*Texte fourni*

========

La Femme, entre flegme et paradigmes

Camille Laurens
Retour gagnant pour les ovnis de la scène musicale française. La Femme réinvente la trame de son histoire avec une liberté déconcertante. Entre visuels oniriques, morceaux ésotériques et interviews mystiques : Welcome in Paradigm Land.

17H, une nostalgie nappe notre rencontre du parfum du monde d’avant. Posé à l’Hôtel Amour, les souvenirs festifs habitent le lieu, entend-on presque les bruits des verres qui trinquent, des éclats de rire aux baisers volés. Pour l’heure, le duo d’artistes est venu partager son retour avec un troisième album, Paradigmes, qui, comme son nom l’indique, déroute : « On aime bien déstabiliser, tester, renverser, créer, remettre en cause le monde qui nous entoure, peut-être qu’en réalité, nous ne sommes pas là ? » Si. Rencontre réelle teintée d’absurde.

Camille : Salut Marlon, Sacha, ça fait plaisir de vous retrouver après cette longue absence ?

Sacha : Tellement ! Même les interviews, au bout d’un moment, ça manque beaucoup.

C. : Et l’Hôtel Amour, pourquoi ?

========

*Données brutes*
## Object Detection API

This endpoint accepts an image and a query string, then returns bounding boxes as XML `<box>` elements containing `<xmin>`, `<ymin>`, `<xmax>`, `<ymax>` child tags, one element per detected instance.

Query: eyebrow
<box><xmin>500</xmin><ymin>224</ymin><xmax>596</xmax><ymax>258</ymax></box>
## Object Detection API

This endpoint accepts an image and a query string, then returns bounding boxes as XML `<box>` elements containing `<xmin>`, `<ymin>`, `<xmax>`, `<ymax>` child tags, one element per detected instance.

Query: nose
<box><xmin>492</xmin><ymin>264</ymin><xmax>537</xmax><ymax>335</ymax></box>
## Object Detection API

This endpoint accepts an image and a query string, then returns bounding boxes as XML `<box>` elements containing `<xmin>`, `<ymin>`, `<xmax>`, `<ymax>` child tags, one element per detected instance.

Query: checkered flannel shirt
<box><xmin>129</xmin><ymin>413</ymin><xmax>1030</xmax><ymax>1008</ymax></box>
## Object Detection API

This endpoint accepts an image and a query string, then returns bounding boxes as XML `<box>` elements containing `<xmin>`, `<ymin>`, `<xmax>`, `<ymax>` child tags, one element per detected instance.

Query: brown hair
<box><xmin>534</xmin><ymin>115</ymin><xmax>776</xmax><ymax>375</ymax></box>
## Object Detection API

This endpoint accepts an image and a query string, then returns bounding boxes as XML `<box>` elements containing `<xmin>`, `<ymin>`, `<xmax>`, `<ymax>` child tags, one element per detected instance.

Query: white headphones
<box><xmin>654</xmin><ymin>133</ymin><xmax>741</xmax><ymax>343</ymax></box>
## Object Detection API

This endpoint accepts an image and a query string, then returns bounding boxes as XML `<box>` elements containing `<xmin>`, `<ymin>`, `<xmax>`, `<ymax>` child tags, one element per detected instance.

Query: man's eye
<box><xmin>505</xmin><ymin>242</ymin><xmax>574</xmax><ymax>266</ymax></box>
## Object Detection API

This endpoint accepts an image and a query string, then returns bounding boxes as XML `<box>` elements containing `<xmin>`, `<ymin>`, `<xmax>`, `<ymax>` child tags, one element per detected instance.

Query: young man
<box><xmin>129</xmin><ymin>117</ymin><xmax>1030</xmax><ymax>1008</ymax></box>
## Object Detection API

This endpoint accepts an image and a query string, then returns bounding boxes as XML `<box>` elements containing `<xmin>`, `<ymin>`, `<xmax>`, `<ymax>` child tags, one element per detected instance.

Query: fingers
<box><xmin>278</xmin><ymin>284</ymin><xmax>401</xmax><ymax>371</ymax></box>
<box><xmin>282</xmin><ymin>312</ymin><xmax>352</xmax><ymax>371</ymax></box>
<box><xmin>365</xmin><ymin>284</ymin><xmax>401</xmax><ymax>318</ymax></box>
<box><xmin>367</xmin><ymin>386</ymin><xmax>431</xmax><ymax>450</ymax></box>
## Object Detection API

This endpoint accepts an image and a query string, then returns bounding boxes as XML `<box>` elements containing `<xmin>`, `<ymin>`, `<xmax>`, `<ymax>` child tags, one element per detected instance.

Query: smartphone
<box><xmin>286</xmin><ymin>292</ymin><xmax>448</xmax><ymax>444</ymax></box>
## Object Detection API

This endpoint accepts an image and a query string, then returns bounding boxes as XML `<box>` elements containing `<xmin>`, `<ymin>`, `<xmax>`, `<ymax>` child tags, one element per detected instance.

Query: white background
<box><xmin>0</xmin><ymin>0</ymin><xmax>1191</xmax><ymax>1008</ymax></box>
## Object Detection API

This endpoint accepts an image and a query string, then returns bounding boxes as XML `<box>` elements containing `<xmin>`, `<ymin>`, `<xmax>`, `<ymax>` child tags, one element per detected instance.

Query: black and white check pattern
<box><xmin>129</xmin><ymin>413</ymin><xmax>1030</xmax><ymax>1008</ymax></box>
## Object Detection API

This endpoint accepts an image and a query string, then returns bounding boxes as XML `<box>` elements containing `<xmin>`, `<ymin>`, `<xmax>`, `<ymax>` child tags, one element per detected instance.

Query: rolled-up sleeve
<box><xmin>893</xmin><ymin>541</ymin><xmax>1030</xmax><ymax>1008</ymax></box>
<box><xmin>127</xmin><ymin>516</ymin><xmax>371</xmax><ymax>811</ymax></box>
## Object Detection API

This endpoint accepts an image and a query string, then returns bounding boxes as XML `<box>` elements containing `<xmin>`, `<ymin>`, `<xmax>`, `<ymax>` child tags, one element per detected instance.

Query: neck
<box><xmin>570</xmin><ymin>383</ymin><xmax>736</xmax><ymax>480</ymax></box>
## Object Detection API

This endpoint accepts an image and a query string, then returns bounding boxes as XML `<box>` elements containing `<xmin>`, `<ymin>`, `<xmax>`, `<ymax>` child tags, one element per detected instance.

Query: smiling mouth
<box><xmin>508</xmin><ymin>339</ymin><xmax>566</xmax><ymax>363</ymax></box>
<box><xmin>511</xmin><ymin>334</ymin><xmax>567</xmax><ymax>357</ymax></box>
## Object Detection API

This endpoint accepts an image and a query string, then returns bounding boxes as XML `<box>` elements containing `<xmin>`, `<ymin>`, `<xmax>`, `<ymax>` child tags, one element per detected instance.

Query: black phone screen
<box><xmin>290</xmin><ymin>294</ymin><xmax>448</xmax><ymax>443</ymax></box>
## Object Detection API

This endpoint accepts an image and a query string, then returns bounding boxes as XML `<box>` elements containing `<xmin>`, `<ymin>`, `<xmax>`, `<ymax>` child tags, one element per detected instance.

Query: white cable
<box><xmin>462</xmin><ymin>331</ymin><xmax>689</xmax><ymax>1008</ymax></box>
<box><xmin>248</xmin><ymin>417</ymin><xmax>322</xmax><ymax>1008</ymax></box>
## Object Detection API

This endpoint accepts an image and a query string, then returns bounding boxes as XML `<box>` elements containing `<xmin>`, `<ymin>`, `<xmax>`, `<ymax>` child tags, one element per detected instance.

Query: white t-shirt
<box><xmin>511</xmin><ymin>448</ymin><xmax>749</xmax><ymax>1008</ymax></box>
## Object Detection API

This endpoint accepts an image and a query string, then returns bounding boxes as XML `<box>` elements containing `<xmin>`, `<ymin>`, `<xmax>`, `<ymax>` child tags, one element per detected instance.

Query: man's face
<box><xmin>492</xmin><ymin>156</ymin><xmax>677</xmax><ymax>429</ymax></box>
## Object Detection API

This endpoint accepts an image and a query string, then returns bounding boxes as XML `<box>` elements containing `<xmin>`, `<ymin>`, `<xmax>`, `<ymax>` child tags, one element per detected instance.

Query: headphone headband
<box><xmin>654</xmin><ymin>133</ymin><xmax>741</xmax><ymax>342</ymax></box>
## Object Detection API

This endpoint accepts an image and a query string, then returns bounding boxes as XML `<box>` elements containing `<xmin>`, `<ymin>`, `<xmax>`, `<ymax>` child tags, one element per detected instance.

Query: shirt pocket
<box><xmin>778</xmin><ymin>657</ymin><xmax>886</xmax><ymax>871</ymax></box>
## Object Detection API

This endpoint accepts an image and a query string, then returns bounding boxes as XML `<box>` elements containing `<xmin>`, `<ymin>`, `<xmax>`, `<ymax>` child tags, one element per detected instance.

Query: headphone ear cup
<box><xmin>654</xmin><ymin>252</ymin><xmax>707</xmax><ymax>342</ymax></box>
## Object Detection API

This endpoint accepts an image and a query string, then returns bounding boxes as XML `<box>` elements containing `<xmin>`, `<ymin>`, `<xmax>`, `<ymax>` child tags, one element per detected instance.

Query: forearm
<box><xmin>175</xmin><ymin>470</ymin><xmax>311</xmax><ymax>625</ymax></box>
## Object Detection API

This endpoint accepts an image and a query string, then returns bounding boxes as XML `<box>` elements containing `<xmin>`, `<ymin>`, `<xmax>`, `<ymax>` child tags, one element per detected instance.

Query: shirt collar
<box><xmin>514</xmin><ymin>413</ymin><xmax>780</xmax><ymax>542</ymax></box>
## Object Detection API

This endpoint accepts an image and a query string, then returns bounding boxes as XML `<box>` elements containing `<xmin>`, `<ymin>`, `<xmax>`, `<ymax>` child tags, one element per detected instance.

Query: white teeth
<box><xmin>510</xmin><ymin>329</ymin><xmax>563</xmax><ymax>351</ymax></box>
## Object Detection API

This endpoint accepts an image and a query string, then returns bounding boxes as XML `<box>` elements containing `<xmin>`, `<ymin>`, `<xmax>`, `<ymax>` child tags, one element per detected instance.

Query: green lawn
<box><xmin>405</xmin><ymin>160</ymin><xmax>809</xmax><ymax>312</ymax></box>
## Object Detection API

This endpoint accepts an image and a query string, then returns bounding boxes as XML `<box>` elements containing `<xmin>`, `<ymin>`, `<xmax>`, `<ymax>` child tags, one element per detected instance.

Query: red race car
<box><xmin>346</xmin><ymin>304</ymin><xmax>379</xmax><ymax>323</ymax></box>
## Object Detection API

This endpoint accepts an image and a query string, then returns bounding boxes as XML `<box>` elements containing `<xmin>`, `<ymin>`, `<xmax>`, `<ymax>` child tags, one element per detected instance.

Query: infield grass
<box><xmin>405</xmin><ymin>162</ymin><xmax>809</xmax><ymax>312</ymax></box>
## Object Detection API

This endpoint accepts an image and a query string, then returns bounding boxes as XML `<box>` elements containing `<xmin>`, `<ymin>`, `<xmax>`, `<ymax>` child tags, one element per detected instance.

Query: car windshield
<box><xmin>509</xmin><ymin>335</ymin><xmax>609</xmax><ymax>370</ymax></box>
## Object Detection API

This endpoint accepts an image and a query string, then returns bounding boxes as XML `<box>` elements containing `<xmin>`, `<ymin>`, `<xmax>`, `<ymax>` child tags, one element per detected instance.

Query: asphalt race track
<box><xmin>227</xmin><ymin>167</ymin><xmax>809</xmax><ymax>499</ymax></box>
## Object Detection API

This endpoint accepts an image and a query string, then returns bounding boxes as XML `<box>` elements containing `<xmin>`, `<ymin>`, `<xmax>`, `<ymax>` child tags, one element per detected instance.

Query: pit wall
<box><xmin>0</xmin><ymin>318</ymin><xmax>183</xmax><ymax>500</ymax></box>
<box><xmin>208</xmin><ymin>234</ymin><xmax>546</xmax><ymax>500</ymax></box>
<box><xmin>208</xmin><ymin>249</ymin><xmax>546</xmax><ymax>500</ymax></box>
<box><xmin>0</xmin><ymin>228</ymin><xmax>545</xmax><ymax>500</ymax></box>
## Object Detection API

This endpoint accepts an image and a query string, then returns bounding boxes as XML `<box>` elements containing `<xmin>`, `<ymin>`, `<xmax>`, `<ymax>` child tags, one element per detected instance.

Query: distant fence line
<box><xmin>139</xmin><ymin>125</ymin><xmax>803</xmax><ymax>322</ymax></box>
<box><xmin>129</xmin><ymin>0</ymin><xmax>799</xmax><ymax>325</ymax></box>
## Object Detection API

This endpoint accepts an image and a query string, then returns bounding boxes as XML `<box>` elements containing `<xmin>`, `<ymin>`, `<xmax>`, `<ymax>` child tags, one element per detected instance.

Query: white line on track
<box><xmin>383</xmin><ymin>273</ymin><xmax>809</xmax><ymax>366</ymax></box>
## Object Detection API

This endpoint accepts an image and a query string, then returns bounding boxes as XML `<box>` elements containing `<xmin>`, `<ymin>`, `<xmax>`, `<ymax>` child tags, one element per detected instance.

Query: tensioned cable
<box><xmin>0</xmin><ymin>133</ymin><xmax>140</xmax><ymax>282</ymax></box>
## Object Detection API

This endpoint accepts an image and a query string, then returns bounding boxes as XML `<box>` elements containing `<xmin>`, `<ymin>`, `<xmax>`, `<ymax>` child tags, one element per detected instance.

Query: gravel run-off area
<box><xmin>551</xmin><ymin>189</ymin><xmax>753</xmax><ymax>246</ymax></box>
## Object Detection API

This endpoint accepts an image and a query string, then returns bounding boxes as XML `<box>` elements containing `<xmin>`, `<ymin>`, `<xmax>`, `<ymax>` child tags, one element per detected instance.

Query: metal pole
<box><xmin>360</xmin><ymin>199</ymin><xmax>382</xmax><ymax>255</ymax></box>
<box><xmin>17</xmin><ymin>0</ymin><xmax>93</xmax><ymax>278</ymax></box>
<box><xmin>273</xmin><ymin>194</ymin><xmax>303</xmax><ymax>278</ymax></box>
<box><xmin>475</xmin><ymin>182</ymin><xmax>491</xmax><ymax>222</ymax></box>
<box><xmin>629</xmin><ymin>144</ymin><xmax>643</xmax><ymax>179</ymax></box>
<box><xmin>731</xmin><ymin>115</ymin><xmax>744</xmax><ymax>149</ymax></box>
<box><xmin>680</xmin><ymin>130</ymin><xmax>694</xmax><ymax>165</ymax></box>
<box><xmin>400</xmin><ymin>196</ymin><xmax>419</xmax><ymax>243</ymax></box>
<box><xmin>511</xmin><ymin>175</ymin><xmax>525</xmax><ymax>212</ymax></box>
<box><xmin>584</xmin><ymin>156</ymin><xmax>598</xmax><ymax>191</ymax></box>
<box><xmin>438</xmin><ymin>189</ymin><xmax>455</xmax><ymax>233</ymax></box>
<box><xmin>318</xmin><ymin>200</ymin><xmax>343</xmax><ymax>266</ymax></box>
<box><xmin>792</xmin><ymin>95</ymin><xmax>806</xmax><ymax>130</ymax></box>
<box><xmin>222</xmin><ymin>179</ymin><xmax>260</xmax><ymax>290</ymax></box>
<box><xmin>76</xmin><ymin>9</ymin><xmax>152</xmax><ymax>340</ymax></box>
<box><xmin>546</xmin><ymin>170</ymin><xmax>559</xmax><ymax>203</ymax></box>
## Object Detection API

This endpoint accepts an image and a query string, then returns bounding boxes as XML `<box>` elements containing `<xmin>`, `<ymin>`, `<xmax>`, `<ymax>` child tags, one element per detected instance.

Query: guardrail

========

*Consigne*
Reprenez l'entretien avec La Femme à la suite de sa dernière réplique. Les items forment un matériau distinct de l'entretien avec La Femme.

*Réponse rédigée*
Marlon : On vient souvent ici d’habitude, hors Covid. Il y à la fois un aspect symbolique car on est habitué, et pratique car Sacha habite à Biarritz, et l’atmosphère du bar est réjouissante.

C. : Du coup, depuis 4 ans, comment s’occupe la Femme ?

S. : En réalité, notre dernier album (ndlr : Mystère) est sorti il y a 4 ans, mais entre temps il y a eu les tournées, les projets de notre côté, le studio, l’écriture… On n’est pas resté inerte durant la période pour revenir soudainement ! Et avec la Covid, il y a eu un an suspendu.

C. : L’écriture de Paradigmes, comment vous vous y êtes pris ?

M. : Très spontanément. Il y a quelque chose de viscéral, on fait rarement de longues pauses, mais ça vient naturellement. En règle générale, on crée énormément, et un jour, on va se retrouver et choisir les morceaux qui nous parlent le plus.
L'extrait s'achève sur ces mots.